To do:
[1] In the demotion mail thread, which new node state does the patch series introduce?
[2] List every person whose earlier message is quoted in the demotion mail thread, in the order the quotes appear.
[3] Pick up the demotion mail thread after its last line and continue it.

All of lore.kernel.org
 help / color / mirror / Atom feed
From: Yang Shi <shy828301@gmail.com>
To: Wei Xu <weixugc@google.com>
Cc: "ying.huang@intel.com" <ying.huang@intel.com>,
	Jagdish Gediya <jvgediya@linux.ibm.com>,
	Linux MM <linux-mm@kvack.org>,
	Linux Kernel Mailing List <linux-kernel@vger.kernel.org>,
	Andrew Morton <akpm@linux-foundation.org>,
	"Aneesh Kumar K.V" <aneesh.kumar@linux.ibm.com>,
	Baolin Wang <baolin.wang@linux.alibaba.com>,
	Dave Hansen <dave.hansen@linux.intel.com>,
	Dan Williams <dan.j.williams@intel.com>,
	Greg Thelen <gthelen@google.com>
Subject: Re: [PATCH v2 0/5] mm: demotion: Introduce new node state N_DEMOTION_TARGETS
Date: Thu, 21 Apr 2022 10:56:30 -0700	[thread overview]
Message-ID: <CAHbLzkqrxTpWT9q9xavGF+HZQNeNp13OATj248fb1rfCGKTu8A@mail.gmail.com> (raw)
In-Reply-To: <CAAPL-u9=-OHuUk=ZkNRDf3Dm_+3cBd2APL5MQpQr3_sVk_voJg@mail.gmail.com>

On Wed, Apr 20, 2022 at 10:41 PM Wei Xu <weixugc@google.com> wrote:
>
> On Wed, Apr 20, 2022 at 8:12 PM Yang Shi <shy828301@gmail.com> wrote:
> >
> > On Thu, Apr 14, 2022 at 12:00 AM ying.huang@intel.com
> > <ying.huang@intel.com> wrote:
> > >
> > > On Wed, 2022-04-13 at 14:52 +0530, Jagdish Gediya wrote:
> > > > Current implementation to find the demotion targets works
> > > > based on node state N_MEMORY, however some systems may have
> > > > dram only memory numa node which are N_MEMORY but not the
> > > > right choices as demotion targets.

Data shown:

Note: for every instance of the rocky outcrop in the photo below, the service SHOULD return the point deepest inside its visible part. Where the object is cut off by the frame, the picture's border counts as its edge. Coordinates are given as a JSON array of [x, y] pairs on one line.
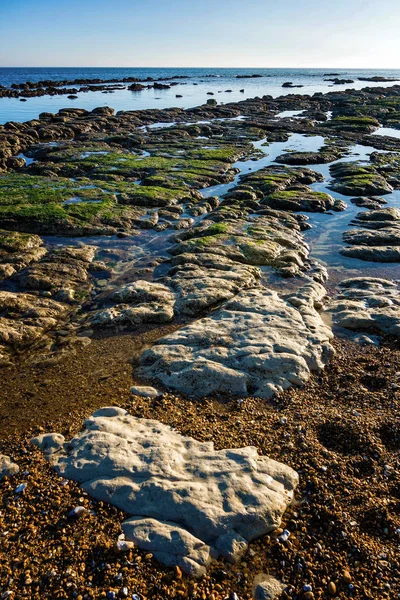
[[256, 344], [17, 251], [24, 318], [189, 501], [379, 238], [7, 467], [367, 304], [135, 304], [358, 179]]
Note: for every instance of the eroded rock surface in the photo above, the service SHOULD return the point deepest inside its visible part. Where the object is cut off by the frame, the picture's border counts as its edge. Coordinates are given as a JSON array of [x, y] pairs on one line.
[[257, 344], [378, 238], [189, 501], [367, 304], [136, 303]]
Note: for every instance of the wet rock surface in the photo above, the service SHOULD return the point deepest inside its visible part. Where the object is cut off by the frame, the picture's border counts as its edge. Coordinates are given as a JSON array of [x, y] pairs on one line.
[[7, 467], [378, 238], [190, 208], [257, 344], [367, 304], [146, 469]]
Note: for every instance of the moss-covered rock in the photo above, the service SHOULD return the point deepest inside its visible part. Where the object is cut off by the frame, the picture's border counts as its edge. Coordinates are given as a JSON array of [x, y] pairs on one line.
[[358, 179]]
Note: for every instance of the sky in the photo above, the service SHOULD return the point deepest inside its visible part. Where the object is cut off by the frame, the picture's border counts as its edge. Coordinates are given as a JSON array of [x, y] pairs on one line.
[[200, 33]]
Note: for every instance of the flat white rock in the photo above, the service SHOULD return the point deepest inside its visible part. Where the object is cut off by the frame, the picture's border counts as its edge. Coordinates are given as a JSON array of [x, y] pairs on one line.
[[190, 501], [267, 587], [7, 466], [257, 344], [145, 391]]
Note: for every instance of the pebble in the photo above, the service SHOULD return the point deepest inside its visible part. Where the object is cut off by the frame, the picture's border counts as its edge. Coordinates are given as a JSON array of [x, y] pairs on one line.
[[144, 391], [331, 588], [76, 512], [285, 535], [177, 572], [346, 577]]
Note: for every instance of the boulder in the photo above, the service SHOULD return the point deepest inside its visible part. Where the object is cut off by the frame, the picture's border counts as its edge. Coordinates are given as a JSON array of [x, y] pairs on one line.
[[189, 501]]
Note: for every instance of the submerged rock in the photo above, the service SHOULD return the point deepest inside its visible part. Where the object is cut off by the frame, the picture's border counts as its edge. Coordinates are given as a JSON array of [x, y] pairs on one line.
[[256, 344], [189, 501]]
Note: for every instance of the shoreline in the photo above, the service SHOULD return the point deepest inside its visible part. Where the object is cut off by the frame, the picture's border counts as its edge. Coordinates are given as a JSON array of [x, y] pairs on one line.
[[338, 426]]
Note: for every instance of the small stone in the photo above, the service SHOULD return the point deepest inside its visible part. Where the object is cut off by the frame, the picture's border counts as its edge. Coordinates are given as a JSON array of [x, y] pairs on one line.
[[331, 588], [144, 391], [266, 587], [346, 577], [177, 573]]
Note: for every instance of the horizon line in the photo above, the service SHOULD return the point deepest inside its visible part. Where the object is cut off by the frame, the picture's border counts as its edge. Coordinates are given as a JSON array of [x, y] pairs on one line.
[[196, 67]]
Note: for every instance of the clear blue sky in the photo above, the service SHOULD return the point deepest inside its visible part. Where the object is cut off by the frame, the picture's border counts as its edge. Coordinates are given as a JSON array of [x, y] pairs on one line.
[[203, 33]]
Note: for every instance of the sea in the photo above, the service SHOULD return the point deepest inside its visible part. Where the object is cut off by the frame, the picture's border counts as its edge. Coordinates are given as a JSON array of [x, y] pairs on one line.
[[194, 89]]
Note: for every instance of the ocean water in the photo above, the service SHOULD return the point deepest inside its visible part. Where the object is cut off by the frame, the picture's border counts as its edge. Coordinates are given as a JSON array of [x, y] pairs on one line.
[[193, 90]]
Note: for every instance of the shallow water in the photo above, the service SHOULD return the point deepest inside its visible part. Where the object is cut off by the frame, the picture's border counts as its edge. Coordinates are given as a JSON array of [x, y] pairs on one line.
[[390, 131], [325, 237]]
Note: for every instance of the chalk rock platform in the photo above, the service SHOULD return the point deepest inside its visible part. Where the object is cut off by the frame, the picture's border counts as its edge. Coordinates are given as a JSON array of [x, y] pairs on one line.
[[367, 304], [258, 344], [189, 501]]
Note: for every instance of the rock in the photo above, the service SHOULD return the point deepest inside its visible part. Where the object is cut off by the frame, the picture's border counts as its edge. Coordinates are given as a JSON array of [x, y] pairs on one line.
[[136, 303], [76, 512], [358, 179], [24, 318], [267, 587], [144, 391], [189, 501], [18, 250], [373, 253], [7, 467], [170, 544], [302, 199], [367, 304], [49, 443], [257, 344], [381, 237], [60, 269], [331, 588], [370, 203]]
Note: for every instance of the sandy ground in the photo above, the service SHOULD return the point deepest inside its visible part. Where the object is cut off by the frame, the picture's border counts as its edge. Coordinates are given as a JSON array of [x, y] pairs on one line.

Solved problems:
[1] N_DEMOTION_TARGETS

[2] Wei Xu, Yang Shi, ying.huang@intel.com, Jagdish Gediya

[3]
> > > >
> > > > This patch series introduces the new node state
> > > > N_DEMOTION_TARGETS, which is used to distinguish the nodes which
> > > > can be used as demotion targets, node_states[N_DEMOTION_TARGETS]
> > > > is used to hold the list of nodes which can be used as demotion
> > > > targets, support is also added to set the demotion target
> > > > list from user space so that default behavior can be overridden.
> > >
> > > It appears that your proposed user space interface cannot solve all
> > > problems.  For example, for system as follows,
> > >
> > > Node 0 & 2 are cpu + dram nodes and node 1 are slow memory node near
> > > node 0,
> > >
> > > available: 3 nodes (0-2)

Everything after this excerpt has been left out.